### WHAT YOU ARE ASKED TO DO
Respond with nothing but the number of lines in this data that include the word "every".

### EXERCISE MATERIALS
★ ★ ★

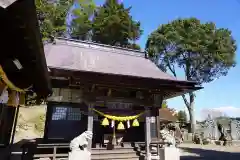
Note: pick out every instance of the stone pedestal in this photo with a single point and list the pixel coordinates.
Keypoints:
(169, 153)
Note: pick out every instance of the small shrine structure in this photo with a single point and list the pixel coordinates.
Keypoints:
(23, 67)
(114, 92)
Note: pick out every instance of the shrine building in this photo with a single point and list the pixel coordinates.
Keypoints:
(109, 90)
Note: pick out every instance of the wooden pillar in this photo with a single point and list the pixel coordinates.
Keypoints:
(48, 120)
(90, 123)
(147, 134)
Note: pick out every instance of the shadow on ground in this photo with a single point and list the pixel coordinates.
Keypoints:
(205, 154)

★ ★ ★

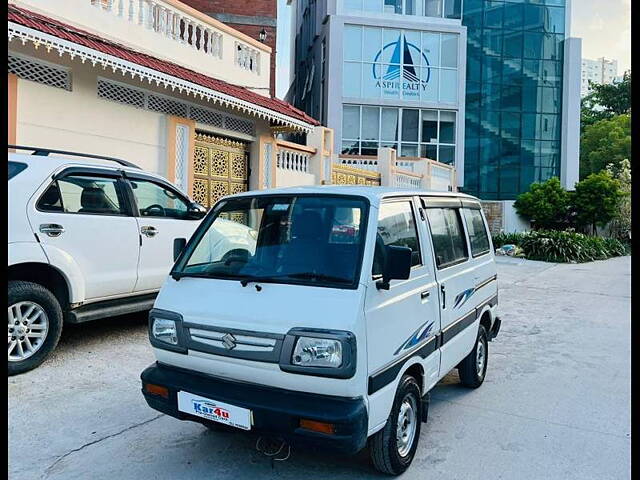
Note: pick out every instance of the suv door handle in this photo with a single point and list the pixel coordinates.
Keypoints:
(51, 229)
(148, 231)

★ ★ ★

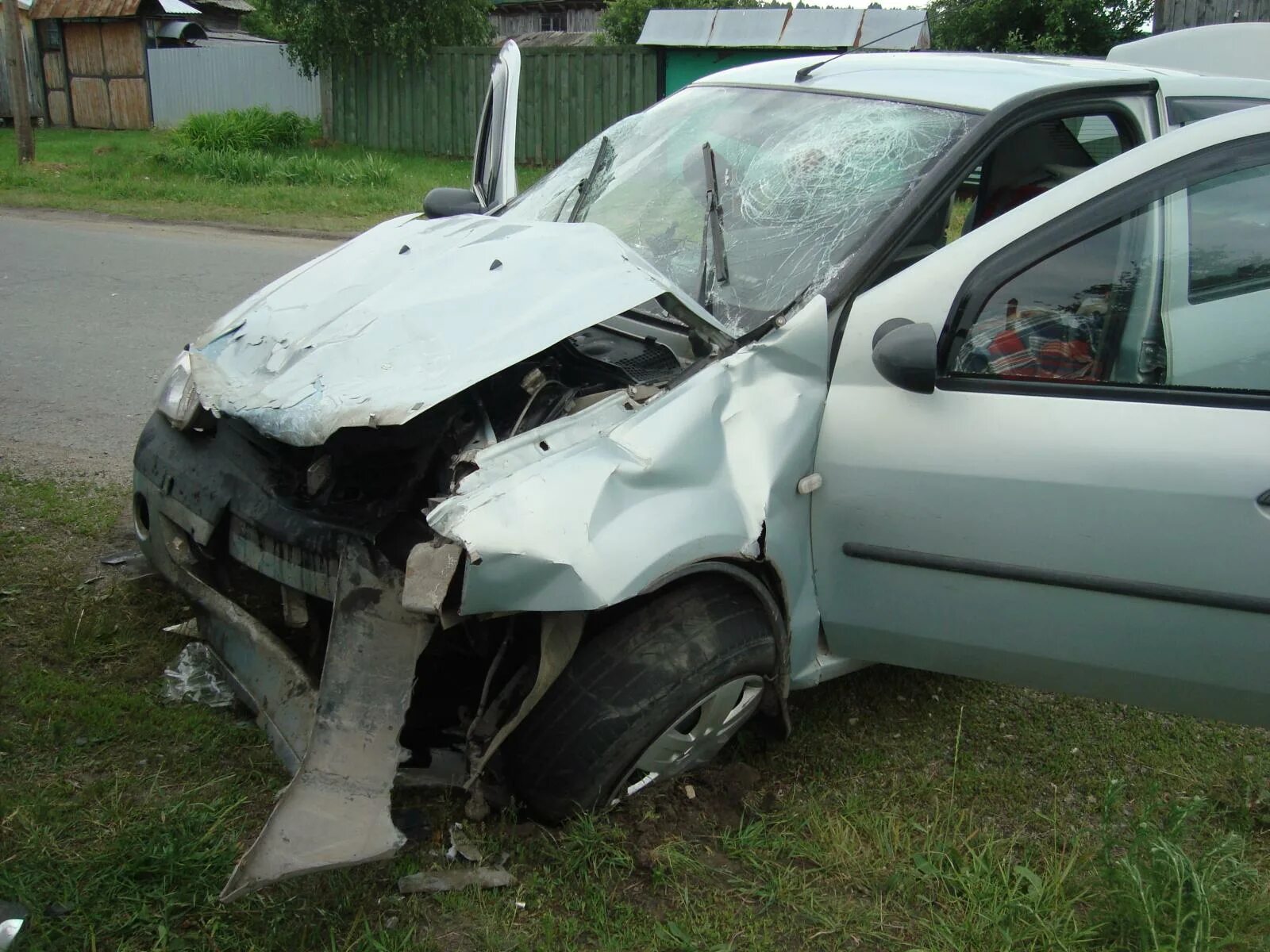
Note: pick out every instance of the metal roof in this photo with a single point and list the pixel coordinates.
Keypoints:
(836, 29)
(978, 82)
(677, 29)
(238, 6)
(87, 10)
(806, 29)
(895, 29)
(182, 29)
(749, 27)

★ ★ ★

### OUTPUT FOR THIS EXERCISE
7